RECORDS FOR PROCESSING:
^^^^^^^^

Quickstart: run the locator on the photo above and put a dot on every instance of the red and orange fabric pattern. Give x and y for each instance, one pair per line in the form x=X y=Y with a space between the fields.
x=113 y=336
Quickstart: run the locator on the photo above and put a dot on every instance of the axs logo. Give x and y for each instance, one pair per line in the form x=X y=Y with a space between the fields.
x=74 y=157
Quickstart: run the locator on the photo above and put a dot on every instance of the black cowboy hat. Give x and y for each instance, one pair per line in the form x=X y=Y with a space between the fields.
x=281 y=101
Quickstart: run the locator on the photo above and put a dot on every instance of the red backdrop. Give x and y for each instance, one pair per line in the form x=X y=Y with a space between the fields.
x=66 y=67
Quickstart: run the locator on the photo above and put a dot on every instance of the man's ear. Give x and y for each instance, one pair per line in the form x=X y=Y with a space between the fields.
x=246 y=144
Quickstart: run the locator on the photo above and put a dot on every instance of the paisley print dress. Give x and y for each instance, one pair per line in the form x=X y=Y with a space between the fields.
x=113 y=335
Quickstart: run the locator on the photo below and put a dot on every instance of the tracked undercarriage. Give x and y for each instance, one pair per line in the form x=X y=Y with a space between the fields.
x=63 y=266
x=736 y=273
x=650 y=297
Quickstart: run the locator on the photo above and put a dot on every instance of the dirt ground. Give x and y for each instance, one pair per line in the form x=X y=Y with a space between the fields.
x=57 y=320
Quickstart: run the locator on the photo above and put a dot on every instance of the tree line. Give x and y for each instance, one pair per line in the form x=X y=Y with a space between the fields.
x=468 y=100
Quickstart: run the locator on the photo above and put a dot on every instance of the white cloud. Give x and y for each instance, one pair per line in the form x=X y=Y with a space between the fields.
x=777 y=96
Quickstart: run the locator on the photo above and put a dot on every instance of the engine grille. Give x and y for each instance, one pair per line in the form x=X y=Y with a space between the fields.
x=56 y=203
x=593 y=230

^^^^^^^^

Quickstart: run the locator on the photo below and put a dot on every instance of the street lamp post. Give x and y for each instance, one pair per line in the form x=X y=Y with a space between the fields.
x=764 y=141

^^^^^^^^

WHAT IS REQUIRED: Edit the items in the stretch from the line containing "the red and" through the line containing "x=281 y=101". Replace "cowboy hat" with "felt hat" and change nothing else, then return only those lines.

SOLUTION FOR THIS TASK:
Quickstart: run the locator on the photo above and put a dot on every instance of the red and orange fabric pattern. Give x and y for each instance, one pair per line in the form x=X y=Y with a space between the fields.
x=113 y=336
Quickstart: run the locator on the photo above and put a dot on every instance of the axs logo. Give x and y for each instance, one pair per line in the form x=X y=Y with a space between the fields.
x=74 y=157
Quickstart: run the locator on the photo above and put a dot on every instance of the black felt hat. Give x and y for each instance, one pair per line in the form x=X y=Y with a space between the fields.
x=281 y=101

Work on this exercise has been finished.